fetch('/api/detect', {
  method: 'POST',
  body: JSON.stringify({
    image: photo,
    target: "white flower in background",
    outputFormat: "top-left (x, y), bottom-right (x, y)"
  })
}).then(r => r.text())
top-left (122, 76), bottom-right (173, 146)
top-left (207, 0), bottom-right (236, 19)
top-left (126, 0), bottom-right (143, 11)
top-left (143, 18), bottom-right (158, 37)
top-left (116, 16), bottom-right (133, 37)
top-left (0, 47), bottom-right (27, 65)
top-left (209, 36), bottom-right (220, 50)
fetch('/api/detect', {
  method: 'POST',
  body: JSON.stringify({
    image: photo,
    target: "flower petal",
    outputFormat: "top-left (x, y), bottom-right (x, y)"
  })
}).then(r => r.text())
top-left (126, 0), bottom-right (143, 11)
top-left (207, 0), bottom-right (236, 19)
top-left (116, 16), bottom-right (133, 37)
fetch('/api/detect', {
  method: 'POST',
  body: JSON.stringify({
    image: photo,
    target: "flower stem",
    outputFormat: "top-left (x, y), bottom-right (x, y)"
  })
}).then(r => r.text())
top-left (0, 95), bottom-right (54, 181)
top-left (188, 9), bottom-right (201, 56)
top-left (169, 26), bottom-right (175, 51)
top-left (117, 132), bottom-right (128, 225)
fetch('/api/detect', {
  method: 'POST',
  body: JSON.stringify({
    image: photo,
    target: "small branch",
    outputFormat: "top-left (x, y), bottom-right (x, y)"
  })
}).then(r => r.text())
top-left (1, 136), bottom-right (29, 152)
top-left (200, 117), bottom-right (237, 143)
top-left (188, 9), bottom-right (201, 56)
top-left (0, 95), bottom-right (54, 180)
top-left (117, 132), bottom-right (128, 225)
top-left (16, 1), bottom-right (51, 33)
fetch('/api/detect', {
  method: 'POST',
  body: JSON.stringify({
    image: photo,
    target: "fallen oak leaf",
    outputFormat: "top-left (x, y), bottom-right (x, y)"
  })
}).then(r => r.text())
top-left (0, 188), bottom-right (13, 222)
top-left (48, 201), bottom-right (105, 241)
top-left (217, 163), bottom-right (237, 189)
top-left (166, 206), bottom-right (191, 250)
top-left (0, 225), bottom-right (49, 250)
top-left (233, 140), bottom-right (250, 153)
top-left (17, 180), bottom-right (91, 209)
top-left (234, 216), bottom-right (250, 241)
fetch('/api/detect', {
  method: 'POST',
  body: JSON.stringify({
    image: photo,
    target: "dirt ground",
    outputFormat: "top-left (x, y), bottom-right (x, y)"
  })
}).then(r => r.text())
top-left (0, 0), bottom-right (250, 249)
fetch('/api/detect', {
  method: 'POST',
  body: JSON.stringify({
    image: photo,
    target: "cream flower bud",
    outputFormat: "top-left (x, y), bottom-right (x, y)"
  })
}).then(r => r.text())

# # #

== Your objective ==
Output every record above in full, exactly as it reads.

== Solved exercise ==
fetch('/api/detect', {
  method: 'POST',
  body: JSON.stringify({
    image: photo,
    target: "white flower in background",
    outputFormat: "top-left (x, y), bottom-right (x, y)"
  })
}).then(r => r.text())
top-left (122, 76), bottom-right (173, 146)
top-left (207, 0), bottom-right (236, 19)
top-left (126, 0), bottom-right (143, 11)
top-left (143, 18), bottom-right (158, 37)
top-left (116, 16), bottom-right (133, 37)
top-left (0, 47), bottom-right (27, 65)
top-left (209, 36), bottom-right (220, 50)
fetch('/api/detect', {
  method: 'POST',
  body: JSON.stringify({
    image: photo,
    target: "flower petal",
    outputFormat: "top-left (x, y), bottom-right (x, y)"
  })
}).then(r => r.text())
top-left (126, 0), bottom-right (143, 11)
top-left (207, 0), bottom-right (236, 19)
top-left (116, 16), bottom-right (133, 37)
fetch('/api/detect', {
  method: 'POST',
  body: JSON.stringify({
    image: photo,
    target: "flower stem",
    outputFormat: "top-left (x, y), bottom-right (x, y)"
  })
}).then(r => r.text())
top-left (0, 95), bottom-right (54, 181)
top-left (188, 9), bottom-right (201, 56)
top-left (169, 26), bottom-right (175, 51)
top-left (117, 132), bottom-right (128, 225)
fetch('/api/detect', {
  method: 'POST',
  body: JSON.stringify({
    image: photo,
    target: "small branch",
    outputFormat: "top-left (x, y), bottom-right (x, y)"
  })
}).then(r => r.text())
top-left (1, 136), bottom-right (29, 152)
top-left (200, 117), bottom-right (237, 143)
top-left (188, 9), bottom-right (201, 56)
top-left (0, 95), bottom-right (54, 180)
top-left (117, 132), bottom-right (128, 225)
top-left (16, 1), bottom-right (51, 33)
fetch('/api/detect', {
  method: 'POST',
  body: JSON.stringify({
    image: photo,
    target: "fallen oak leaf",
    outputFormat: "top-left (x, y), bottom-right (x, y)"
  })
}).then(r => r.text())
top-left (0, 188), bottom-right (13, 222)
top-left (48, 201), bottom-right (105, 241)
top-left (217, 163), bottom-right (237, 189)
top-left (166, 206), bottom-right (191, 250)
top-left (0, 225), bottom-right (49, 250)
top-left (233, 140), bottom-right (250, 153)
top-left (17, 180), bottom-right (91, 209)
top-left (234, 216), bottom-right (250, 241)
fetch('/api/detect', {
  method: 'POST',
  body: JSON.stringify({
    image: photo,
    target: "dirt ground",
    outputFormat: "top-left (x, y), bottom-right (x, y)"
  })
}).then(r => r.text())
top-left (0, 0), bottom-right (250, 249)
fetch('/api/detect', {
  method: 'POST',
  body: JSON.stringify({
    image: photo,
    target: "cream flower bud",
    outputFormat: "top-left (x, y), bottom-right (x, y)"
  })
}).then(r => r.text())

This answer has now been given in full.